SELECTED EXTRACT:

----------------------------------------

Back to the future?

Is the McClure report Mark II just another attempt to solve an ideological problem that has never existed? In this post, Professor David Haywood,  Dean of the School of Global, Urban and Social Studies at RMIT discusses the misnomer of welfare dependency and the tendency of history to repeat itself. 

Fourteen years ago, Patrick McLure was invited by the then Liberal Minister for Family and Community Services, Senator Jocelyn Newman (Queensland Premier Campbell Newman’s mum no less) to head up a reference group into welfare reform. His job was to report against a
set of questions posed by a provocative Discussion Paper titled, The Challenge of Welfare Dependency in the 21st Century.

McLure delivered his report on time. But it was fatally flawed from the beginning because it was unable to unearth any convincing evidence that welfare dependency was in fact a problem that needed to be
solved.

----------------------------------------

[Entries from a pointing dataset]
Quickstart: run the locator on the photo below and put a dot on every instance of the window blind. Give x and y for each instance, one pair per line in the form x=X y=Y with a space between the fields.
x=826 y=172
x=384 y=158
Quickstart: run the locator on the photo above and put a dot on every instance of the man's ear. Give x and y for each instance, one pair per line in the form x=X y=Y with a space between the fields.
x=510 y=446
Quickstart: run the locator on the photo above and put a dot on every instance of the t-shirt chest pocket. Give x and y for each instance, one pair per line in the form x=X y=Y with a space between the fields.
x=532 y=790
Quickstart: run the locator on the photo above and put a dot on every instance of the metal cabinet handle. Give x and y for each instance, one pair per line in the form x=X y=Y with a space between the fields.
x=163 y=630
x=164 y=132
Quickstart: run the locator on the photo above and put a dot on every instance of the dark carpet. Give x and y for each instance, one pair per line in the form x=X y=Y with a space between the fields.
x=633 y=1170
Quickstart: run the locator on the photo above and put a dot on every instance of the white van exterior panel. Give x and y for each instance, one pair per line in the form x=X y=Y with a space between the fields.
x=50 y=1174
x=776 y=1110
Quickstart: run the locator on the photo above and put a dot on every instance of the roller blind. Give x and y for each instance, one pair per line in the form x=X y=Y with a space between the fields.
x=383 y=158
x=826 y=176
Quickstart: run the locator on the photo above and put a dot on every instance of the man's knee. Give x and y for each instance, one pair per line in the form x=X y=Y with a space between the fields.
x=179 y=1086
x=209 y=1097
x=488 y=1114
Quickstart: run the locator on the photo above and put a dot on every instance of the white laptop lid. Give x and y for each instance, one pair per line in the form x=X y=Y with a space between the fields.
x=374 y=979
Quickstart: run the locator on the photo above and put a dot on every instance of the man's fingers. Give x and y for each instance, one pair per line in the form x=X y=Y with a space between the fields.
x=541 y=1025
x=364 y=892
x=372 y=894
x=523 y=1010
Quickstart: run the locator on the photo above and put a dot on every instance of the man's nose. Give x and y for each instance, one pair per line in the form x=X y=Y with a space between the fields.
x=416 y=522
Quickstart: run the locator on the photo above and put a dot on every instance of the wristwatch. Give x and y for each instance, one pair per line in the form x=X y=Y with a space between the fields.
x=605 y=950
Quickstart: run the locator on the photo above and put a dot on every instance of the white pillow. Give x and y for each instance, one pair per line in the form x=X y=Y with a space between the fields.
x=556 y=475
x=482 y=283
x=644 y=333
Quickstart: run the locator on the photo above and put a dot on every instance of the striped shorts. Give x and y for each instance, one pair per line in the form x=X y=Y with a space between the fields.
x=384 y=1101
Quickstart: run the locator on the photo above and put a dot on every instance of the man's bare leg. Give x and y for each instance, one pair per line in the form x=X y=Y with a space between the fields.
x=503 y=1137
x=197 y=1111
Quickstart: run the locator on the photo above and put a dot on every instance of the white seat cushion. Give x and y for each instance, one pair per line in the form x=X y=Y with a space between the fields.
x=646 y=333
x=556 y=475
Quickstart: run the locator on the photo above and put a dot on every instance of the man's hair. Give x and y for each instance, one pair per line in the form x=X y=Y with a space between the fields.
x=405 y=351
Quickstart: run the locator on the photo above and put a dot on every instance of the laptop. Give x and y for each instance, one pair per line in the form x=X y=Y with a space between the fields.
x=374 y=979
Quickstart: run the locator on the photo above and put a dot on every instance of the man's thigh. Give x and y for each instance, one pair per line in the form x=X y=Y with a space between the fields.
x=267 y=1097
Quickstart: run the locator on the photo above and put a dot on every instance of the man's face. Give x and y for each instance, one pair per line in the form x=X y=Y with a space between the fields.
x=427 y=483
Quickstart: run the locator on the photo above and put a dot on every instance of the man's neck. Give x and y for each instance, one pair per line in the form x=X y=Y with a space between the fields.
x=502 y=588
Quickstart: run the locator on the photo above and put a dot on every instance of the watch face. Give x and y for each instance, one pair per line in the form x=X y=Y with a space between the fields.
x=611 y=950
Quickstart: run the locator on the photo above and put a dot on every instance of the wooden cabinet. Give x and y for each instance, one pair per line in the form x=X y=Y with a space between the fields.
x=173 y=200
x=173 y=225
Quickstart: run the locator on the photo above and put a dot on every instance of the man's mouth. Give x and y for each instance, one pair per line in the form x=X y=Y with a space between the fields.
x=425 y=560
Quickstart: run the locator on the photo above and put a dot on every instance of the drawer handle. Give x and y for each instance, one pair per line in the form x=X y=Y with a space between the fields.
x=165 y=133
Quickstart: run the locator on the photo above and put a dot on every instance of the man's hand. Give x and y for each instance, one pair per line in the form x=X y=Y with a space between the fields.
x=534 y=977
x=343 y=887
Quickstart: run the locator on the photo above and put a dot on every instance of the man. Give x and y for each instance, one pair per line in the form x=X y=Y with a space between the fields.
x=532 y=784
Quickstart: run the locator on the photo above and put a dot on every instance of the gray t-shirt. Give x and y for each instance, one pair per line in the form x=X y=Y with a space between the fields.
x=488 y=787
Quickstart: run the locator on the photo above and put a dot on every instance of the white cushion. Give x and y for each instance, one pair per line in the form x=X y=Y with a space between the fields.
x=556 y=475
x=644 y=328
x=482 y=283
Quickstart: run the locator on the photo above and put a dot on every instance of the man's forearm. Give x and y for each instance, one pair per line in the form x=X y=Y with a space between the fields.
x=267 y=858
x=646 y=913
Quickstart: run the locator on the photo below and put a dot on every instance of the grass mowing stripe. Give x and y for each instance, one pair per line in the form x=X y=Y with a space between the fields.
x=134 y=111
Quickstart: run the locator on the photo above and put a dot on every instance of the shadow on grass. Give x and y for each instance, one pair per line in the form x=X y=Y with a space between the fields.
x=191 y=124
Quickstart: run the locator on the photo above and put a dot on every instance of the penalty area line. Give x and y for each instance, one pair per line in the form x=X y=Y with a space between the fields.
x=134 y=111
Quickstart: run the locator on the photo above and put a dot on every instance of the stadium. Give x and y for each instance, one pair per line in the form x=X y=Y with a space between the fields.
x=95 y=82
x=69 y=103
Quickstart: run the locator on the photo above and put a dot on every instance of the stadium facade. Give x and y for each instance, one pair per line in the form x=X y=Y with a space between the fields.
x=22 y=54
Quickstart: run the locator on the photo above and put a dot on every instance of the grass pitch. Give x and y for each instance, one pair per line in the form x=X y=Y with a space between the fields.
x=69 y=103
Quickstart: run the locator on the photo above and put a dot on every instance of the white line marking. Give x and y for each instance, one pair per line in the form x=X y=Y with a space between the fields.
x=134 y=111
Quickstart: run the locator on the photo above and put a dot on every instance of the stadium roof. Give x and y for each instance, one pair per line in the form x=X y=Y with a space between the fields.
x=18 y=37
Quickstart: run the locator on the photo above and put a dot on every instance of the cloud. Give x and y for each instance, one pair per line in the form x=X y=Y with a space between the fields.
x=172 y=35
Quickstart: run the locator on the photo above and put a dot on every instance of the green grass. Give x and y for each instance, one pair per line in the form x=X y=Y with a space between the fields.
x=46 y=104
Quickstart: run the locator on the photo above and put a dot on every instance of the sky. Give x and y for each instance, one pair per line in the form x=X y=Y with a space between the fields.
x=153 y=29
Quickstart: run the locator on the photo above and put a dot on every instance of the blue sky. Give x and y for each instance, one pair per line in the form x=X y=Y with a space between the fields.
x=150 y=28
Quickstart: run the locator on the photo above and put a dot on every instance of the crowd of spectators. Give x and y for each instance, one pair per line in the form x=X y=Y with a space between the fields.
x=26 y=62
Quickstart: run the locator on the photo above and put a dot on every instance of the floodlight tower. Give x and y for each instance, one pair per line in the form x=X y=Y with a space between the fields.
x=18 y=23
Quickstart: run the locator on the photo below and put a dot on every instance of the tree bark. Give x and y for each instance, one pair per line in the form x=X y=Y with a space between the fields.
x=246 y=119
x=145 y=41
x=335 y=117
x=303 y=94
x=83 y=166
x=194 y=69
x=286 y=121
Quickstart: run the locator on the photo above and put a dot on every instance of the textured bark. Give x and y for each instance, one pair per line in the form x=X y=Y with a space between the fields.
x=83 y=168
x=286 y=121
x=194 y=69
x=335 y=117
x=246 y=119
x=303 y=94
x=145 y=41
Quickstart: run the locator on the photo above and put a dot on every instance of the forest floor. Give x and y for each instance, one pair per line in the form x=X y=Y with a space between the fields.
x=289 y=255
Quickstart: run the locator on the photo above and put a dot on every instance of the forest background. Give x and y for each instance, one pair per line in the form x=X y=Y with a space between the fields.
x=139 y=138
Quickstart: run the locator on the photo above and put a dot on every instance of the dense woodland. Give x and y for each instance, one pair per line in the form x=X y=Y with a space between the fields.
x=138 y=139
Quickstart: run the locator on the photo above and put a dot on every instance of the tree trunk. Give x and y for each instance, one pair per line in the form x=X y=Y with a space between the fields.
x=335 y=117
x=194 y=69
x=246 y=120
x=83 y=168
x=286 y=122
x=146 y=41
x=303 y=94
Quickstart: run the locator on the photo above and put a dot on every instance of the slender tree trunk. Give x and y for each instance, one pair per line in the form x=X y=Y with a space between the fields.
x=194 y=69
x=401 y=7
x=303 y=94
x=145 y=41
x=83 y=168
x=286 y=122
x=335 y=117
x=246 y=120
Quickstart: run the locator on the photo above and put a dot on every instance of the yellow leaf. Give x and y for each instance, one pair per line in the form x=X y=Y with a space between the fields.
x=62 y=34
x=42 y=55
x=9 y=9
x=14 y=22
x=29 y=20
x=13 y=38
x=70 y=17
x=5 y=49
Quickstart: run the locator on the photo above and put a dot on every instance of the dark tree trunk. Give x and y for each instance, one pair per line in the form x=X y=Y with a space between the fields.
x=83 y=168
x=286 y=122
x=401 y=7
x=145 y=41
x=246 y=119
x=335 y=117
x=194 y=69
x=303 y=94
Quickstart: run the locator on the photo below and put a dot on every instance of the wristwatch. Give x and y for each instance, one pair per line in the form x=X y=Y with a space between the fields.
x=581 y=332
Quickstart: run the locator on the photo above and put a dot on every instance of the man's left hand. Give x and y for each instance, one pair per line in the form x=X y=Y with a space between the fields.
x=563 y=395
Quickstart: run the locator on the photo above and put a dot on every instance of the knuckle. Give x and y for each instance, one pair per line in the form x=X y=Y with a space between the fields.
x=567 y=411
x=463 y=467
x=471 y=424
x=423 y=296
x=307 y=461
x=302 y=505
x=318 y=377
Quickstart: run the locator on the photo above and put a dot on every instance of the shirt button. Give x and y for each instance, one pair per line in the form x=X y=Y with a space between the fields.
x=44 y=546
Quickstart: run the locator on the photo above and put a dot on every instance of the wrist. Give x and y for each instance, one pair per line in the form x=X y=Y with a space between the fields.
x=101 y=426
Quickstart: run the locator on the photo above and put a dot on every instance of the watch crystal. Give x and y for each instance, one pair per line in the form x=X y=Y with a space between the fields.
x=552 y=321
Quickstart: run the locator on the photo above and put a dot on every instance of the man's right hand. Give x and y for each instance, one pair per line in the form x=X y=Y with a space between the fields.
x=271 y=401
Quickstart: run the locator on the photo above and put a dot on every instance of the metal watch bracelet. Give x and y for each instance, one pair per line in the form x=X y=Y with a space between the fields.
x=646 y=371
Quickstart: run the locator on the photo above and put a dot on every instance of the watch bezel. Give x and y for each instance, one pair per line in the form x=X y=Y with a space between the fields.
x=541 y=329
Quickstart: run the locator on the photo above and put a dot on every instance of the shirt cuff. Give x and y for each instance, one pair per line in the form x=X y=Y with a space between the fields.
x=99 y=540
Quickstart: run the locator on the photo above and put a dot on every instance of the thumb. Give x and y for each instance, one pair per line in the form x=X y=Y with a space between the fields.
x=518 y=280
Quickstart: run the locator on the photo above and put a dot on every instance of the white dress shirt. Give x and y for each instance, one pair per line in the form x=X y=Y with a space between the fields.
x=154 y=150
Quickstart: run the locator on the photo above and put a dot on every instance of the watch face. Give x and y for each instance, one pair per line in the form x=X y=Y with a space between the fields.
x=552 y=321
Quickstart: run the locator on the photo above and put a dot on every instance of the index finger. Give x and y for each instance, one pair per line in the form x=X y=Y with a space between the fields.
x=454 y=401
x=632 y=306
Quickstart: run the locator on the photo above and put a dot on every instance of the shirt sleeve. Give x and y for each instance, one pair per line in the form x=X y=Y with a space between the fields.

----------------------------------------

AIM: According to the blog post, who invited Patrick McLure to head the reference group into welfare reform? Please rely on the blog post alone, not the rows.

WORKED ANSWER: Senator Jocelyn Newman, the then Liberal Minister for Family and Community Services.